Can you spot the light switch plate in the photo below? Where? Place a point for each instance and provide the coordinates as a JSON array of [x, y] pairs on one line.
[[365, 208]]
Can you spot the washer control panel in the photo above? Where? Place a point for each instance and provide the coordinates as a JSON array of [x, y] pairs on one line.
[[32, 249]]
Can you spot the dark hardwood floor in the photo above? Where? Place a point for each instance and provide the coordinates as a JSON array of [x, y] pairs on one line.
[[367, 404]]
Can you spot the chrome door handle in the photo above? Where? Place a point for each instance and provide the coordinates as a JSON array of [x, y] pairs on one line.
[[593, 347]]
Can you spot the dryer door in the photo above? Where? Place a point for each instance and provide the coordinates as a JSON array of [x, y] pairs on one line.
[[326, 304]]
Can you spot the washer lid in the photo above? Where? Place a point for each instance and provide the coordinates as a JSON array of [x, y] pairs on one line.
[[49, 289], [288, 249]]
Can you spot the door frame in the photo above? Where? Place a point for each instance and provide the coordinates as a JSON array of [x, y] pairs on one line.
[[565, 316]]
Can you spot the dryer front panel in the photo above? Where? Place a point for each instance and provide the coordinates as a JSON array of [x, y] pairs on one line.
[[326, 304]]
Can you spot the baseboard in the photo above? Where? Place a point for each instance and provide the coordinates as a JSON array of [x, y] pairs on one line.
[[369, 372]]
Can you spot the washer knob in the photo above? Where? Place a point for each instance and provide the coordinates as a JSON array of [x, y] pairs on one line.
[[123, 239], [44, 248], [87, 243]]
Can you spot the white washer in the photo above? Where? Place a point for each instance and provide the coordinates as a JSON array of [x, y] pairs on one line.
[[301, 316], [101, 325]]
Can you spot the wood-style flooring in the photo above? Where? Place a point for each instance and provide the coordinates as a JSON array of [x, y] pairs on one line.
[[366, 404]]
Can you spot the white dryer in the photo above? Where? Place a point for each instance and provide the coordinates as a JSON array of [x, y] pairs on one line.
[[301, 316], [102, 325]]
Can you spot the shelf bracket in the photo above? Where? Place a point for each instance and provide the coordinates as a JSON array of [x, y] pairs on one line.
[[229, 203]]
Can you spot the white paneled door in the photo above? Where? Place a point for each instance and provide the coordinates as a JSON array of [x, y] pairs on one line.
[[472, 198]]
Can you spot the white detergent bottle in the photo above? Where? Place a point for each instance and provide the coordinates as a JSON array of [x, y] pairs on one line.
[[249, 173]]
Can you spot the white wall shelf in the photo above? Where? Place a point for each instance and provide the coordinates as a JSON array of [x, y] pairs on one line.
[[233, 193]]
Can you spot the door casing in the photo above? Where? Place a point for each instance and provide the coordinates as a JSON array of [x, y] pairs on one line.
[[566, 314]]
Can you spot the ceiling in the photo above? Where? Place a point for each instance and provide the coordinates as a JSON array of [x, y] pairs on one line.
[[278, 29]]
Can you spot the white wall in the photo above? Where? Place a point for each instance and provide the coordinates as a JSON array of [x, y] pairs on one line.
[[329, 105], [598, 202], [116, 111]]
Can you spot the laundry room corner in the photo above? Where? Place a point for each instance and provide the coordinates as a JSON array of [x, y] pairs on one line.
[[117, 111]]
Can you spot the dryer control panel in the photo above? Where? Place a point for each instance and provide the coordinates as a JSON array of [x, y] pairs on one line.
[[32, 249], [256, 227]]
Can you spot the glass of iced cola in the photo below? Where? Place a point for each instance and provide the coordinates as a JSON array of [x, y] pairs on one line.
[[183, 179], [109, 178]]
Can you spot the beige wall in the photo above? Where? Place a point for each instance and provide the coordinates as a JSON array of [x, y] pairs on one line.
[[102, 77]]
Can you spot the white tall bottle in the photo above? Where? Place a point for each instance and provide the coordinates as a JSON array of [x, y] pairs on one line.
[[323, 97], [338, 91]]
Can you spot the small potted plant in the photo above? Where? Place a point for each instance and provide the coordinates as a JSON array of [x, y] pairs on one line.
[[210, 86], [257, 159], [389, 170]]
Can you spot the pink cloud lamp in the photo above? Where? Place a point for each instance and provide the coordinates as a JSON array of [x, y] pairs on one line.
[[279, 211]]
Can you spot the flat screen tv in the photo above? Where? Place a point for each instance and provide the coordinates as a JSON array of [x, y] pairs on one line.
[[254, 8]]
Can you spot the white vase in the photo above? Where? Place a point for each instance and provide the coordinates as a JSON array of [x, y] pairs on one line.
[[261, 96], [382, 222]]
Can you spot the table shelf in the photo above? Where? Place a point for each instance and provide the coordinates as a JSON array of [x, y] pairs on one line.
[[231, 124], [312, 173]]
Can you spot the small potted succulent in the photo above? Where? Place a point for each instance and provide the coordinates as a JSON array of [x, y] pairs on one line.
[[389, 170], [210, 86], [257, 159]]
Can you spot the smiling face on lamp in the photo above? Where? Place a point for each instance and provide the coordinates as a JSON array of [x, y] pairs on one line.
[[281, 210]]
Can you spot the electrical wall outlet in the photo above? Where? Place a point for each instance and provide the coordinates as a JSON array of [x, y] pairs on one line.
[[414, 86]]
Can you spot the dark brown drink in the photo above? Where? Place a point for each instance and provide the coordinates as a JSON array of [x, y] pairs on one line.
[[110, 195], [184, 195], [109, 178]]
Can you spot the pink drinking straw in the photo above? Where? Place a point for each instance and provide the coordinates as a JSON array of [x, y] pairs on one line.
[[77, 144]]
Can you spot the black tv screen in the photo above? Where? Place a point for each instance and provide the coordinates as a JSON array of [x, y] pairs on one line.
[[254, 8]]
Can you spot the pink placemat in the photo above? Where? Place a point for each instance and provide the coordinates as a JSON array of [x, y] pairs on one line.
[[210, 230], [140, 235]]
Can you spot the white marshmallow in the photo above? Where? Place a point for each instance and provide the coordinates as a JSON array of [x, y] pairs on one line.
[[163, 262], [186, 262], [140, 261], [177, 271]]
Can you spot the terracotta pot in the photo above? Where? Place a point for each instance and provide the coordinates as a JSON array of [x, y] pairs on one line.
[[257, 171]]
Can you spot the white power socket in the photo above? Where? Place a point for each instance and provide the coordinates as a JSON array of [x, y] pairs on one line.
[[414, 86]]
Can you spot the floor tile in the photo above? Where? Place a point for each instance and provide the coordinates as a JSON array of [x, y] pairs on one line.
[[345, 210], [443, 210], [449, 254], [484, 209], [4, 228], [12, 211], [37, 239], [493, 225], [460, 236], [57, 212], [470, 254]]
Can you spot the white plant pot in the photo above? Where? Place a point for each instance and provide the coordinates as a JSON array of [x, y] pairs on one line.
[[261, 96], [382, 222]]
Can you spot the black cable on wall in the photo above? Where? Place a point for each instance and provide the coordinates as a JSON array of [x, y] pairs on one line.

------------------------------------------------------------------------

Copy the lines from the one containing "Can you spot the flat" up to and including the one containing "[[281, 210]]", leaving the request lines unchanged but scaling every point coordinate in the answers by 0.25 and rounding each to a whole number, with halves rounded up.

→ **Reply to the task**:
Can you spot the flat screen tv in the photo above? Where? Place a point for each instance and provide the coordinates as a JSON array of [x, y] pairs on one line.
[[64, 2]]
Can you spot the white vase in the photo above? Where? Place a point for each instance and provide the coordinates as a JSON array of [x, y] pairs on one line.
[[65, 24], [96, 56]]
Can you spot the table shelf in the photo above? Where? Place a point for each instance and provide the coordinates as a JSON array of [x, y] pairs on one line.
[[58, 31], [78, 43]]
Can you spot the small potted succulent in the photo above? Where? Place a point for each instance and provide the coordinates as a JSON array of [x, y] pairs on one line.
[[97, 43], [53, 22], [64, 40]]
Can you spot the smiling face on lamp in the photo above? Where? Place a point for each instance and provide the coordinates as a JSON array of [x, y] pairs on one line.
[[70, 53]]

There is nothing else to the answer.